# Rescue in KY



## Suzi (Oct 27, 2010)

There's a woman on our forum who has a rescue that needs a home. I'm trying to see if anyone can help her she lives in KY. I started a new trend in hopes one of our Havanese rescue people can PM her.
Her trend is called meet kallies new sister.
Her vet thought she is a mix but was bought as a full bred Havanese.
This is what her response to me was when I asked about Havanese rescue: " I can't put her into HRI because she is under control of the foster, who is a dalmation rescue person.She said she tried contacting the Hav Rescue in the area & they kept giving her the runaround (her words, not mine!) so she listed her on a website instead. I spoke at length with the foster last night. I asked her if I thought of someone that would be a great match for her (older, stay-at-home that can pay a lot of attention to her & take her out to potty often), could I make a recommendation to her. She flat out said no. She's mad because we're 1 hr 20 minutes from where she lives. Although the original adopting family was 2 hrs away. She said she will list her again & put a 1 hr limit on her. She's really upset that she's getting her back. Says she just took her as a kindness to the PO's. Has 6 dalmations that she's trying to place.

I work, and run home @ lunch to let dogs out to potty & play. But Abby's not being successful in holding her pottying for that long the last 2 days. Pottying in her crate. She always go when we take her out, but apparently able to get her out often enough during the day. That's why I feel she needs someone that's at home.

Region pointing data:
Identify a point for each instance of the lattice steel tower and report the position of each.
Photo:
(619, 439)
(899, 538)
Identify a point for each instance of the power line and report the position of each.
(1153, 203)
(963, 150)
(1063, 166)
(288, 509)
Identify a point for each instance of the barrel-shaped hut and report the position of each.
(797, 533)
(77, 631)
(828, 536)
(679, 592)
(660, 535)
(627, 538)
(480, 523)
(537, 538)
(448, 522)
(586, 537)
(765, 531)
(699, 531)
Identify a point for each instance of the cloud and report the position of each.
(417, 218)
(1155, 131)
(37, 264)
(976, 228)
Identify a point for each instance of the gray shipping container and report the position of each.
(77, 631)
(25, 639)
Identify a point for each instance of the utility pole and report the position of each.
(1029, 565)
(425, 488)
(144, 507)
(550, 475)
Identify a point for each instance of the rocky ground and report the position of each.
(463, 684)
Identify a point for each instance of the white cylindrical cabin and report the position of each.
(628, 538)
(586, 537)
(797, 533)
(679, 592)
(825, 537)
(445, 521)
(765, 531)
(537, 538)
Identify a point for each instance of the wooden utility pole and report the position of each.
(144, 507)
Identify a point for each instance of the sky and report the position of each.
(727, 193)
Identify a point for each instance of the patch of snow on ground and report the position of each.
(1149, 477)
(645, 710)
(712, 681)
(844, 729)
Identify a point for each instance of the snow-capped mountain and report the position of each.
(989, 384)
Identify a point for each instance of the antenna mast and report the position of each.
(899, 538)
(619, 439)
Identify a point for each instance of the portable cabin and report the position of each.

What you need to do
A: From the rescue thread, list the qualities the quoted reply gives for someone who would be a great match for the dog.
B: Rewrite the paragraph of the rescue thread that begins "There's a woman on our forum" as a short bulleted list.

Exercise answers
A:
- Older
- Stay-at-home
- Can pay a lot of attention to her
- Can take her out to potty often

B:
- A woman on the forum has a rescue that needs a home.
- She lives in KY.
- The writer is trying to find someone who can help her.
- The writer started a new topic, hoping one of the Havanese rescue people will PM her.